The problem:
Let the line containing "Query: white foam on water" serve as the first line of the answer and the final line of the entries as its last, with every line between copied exactly.

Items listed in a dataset
____________________
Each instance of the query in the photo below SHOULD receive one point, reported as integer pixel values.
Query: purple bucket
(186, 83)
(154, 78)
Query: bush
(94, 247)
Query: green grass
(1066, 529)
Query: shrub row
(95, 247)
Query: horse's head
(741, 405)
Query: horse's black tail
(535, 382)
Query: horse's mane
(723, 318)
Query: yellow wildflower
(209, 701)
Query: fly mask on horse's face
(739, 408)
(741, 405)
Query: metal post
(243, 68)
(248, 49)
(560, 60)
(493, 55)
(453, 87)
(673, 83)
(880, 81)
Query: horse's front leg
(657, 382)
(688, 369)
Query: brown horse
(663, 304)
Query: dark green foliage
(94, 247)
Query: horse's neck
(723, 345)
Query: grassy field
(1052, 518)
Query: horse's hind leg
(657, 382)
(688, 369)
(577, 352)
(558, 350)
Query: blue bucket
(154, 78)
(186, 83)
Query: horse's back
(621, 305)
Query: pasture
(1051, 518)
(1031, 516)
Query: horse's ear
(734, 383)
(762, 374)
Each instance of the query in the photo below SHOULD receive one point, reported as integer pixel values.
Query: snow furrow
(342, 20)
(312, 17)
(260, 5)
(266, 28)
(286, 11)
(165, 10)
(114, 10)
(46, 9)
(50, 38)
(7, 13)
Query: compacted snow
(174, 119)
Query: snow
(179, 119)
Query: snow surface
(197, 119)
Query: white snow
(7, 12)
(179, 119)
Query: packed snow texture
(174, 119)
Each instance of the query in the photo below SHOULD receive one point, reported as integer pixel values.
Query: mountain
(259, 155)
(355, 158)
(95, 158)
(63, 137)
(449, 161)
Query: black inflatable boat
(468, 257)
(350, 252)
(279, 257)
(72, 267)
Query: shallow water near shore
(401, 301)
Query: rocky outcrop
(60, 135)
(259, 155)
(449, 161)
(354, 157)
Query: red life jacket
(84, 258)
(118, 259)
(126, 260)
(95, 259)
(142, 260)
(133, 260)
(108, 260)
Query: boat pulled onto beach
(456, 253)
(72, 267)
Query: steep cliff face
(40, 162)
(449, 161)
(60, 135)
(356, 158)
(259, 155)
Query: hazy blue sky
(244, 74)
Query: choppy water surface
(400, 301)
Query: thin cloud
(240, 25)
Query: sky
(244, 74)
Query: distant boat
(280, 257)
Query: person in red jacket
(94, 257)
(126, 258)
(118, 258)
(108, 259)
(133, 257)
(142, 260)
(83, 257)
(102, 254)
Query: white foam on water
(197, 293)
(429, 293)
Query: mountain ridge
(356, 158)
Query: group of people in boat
____________________
Response area:
Query: white foam on water
(197, 293)
(429, 293)
Query: mountain ridge
(356, 158)
Query: group of people in boat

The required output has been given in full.